> Document segment:

--------------------

Kentucky is a mystery to me. It’s a place of total unpredictability. It was the first state west of the Appalachians. It was difficult to get to, and it’s rocky soil made agriculture difficult. It has a hardscrabble history atop some of the richest natural resources in the country. Possibly more than any other state, Kentucky has a lineage of tough-as-nails motherfuckers making due with very little.

It’s a state of fierce independents who make their living doing deadly work for low pay in industries that openly exploit them. It’s the third-most Federally-dependent state, but regularly and overwhelmingly votes candidates into office who support cutting Federal benefits.

Contradiction is Kentucky’s nature, and that tension of opposites creates both hopeless poverty in some, and a creative and indomitable will in others. It’s unsurprising that it has a legendary musical history. And less surprising that it was the birthplace of two of America’s most polarizing and intriguing figures: Muhammad Ali and Hunter S. Thompson.

I think I’ve read everything Thompson ever published. And like many Thompson fans, I wandered the murky, Blakean artist’s path between madness and wisdom. But Thompson was like an elite athlete of both. And like all elite athletes, he understood the nature – and the benefits – of sacrifice. His massive appetite for knowledge, experience, and intoxication led to insights into the human experience that few have been able to communicate. His was a life of madness and wisdom, of irresponsibility and wisdom, a walking contradiction. Like a true son of Kentucky.

“No sympathy for the devil; keep that in mind. Buy the ticket, take the ride…and if it occasionally gets a little heavier than what you had in mind, well…maybe chalk it up to forced consciousness expansion: Tune in, freak out, get beaten.”

This mural is on the side of a vegan restaurant in the Germantown neighborhood of Louisville.

--------------------

> Prompt 1:
Answer these from the Kentucky passage:
(a) Kentucky was the first state west of which mountains?
(b) How does the passage rank Kentucky among Federally-dependent states?
(c) On the side of what building is the mural, and in which neighborhood?
> Prompt 2: Translate this sentence from the Kentucky passage into Spanish: "Contradiction is Kentucky’s nature, and that tension of opposites creates both hopeless poverty in some, and a creative and indomitable will in others."
The items after the Kentucky passage play no part in what is asked here.

Stored entries
--------------------

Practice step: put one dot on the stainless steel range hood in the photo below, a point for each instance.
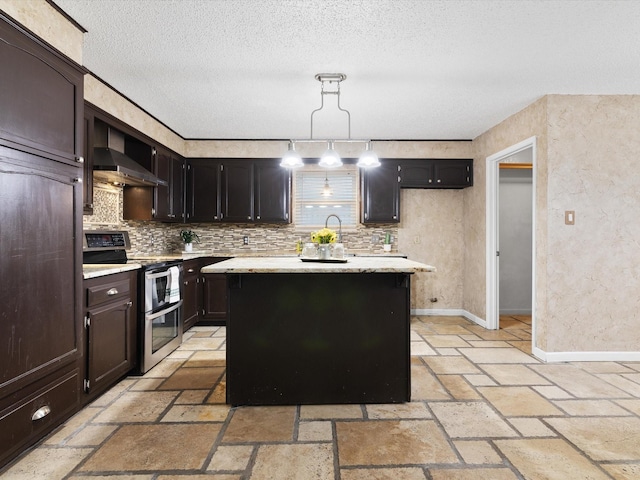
(110, 164)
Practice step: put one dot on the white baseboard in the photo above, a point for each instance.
(450, 312)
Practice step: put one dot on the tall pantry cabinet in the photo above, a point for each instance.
(41, 120)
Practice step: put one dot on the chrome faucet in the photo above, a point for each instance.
(339, 229)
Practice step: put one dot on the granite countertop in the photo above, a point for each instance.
(377, 264)
(100, 270)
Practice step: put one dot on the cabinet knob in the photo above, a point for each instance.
(41, 413)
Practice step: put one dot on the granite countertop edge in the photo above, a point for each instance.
(96, 270)
(296, 265)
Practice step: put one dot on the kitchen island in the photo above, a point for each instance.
(318, 333)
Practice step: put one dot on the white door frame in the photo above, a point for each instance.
(493, 177)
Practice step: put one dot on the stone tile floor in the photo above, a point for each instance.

--------------------

> Full solution 1:
(a) The Appalachians.
(b) Third-most Federally-dependent.
(c) A vegan restaurant in the Germantown neighborhood of Louisville.

> Full solution 2: La contradicción es la naturaleza de Kentucky, y esa tensión de opuestos crea tanto una pobreza desesperanzada en algunos como una voluntad creativa e indomable en otros.